◆ Prompt ◆
Line by line, output the entries below exactly as they appear.

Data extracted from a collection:
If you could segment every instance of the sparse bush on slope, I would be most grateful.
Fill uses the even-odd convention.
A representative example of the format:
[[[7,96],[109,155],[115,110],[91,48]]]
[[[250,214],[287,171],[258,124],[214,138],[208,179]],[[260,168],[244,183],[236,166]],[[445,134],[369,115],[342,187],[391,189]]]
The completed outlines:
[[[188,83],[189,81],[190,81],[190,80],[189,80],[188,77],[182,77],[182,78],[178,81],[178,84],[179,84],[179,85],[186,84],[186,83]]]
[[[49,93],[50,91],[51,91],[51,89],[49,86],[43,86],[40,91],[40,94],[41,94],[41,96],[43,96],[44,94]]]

◆ Solution to this task ◆
If you could segment every instance of the sparse bush on slope, I would be most grateful.
Fill uses the even-odd convention.
A representative example of the format:
[[[7,96],[109,155],[115,110],[91,48]]]
[[[250,214],[287,171],[258,124],[214,138],[208,179]],[[260,168],[244,183],[236,166]],[[445,134],[369,115],[342,187],[391,189]]]
The completed outlines:
[[[188,83],[189,81],[190,81],[190,80],[189,80],[188,77],[182,77],[182,78],[178,81],[178,84],[179,84],[179,85],[186,84],[186,83]]]
[[[49,93],[50,91],[51,91],[51,89],[49,86],[43,86],[40,91],[40,94],[41,94],[41,96],[43,96],[44,94]]]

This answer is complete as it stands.